■ Problem to work on: Copy the listing verbatim, excluding any images found in it.
....................
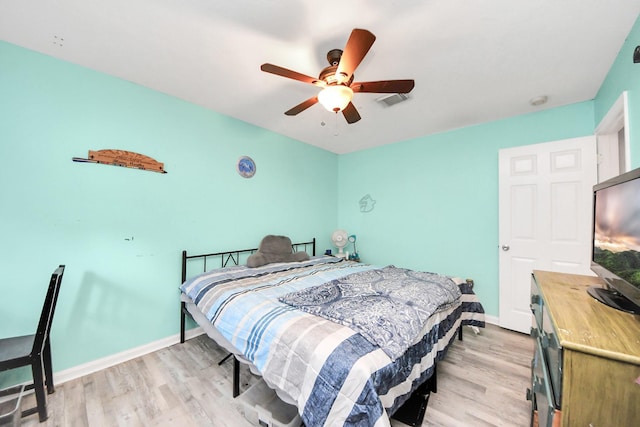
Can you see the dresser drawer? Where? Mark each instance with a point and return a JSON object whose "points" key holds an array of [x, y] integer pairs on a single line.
{"points": [[541, 393]]}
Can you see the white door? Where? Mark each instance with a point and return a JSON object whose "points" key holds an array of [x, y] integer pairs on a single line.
{"points": [[545, 212]]}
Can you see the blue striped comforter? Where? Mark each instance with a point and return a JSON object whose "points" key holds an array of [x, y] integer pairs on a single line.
{"points": [[335, 375]]}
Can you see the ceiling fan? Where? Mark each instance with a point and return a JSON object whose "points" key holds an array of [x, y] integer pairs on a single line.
{"points": [[336, 80]]}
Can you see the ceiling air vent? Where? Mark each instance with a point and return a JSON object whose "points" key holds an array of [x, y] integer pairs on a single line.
{"points": [[389, 100]]}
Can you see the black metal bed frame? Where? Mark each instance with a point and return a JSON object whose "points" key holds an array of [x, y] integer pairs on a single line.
{"points": [[227, 258], [411, 413]]}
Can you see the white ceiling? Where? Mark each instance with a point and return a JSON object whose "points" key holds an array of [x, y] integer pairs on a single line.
{"points": [[473, 61]]}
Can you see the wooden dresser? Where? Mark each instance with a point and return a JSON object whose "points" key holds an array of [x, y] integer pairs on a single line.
{"points": [[586, 366]]}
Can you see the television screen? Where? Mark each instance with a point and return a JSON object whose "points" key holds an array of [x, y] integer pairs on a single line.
{"points": [[616, 234]]}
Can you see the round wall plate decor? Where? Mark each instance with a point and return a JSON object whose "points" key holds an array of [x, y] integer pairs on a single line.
{"points": [[246, 167]]}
....................
■ Written solution:
Can you see the dresser drawer? Where? Mark each instance with a point and return a JSON object whose "points" key holds an array of [x, y] integer pairs on a single line.
{"points": [[541, 393]]}
Can you see the white door? Where? Mark each instance with a point and return a JSON object whose "points" key holds an array of [x, y] integer pairs on a single line.
{"points": [[545, 212]]}
Can you see the blue striped comforter? Where? Mark each instance with a point and return a JSON object whose "points" key holds an array of [x, y] integer pairs on a single line.
{"points": [[335, 375]]}
Can you see the ceiling fan? Where? Mark each instance with a point and return a JSON object whose "points" key holds an array of [x, y] integer pairs on a single line.
{"points": [[336, 80]]}
Can you see the ceiling air vent? Where? Mark each instance with a point and return a JSON object whose "points" key holds an array of [x, y] integer pairs on a single line.
{"points": [[389, 100]]}
Can you see the black metal bed frame? Where? Mark each instance with a point and return a JSON object whose "points" key holds an array of [x, y] integer pairs on a single line.
{"points": [[227, 258], [411, 413]]}
Can you see the white ceiling? Where? Mark each instance with a point and return a JSON object whose "points" key holds an array of [x, y] integer pairs on a single line.
{"points": [[473, 61]]}
Can you see the wooden dresser? Where? Mark each instance with a point and return a JSON object whose "points" key holds an array of [x, y] integer pairs on a single line.
{"points": [[586, 366]]}
Can you see the television screen? Where? Mark each instance with a point and return a JSON object whose "points" key holds an array of [x, y] integer pairs on a single line.
{"points": [[616, 234]]}
Can you see the round wall plate decor? Where? Mark each instance with a point and return a JSON object whose "points" key holds an array of [x, y] integer pairs on a single line.
{"points": [[246, 167]]}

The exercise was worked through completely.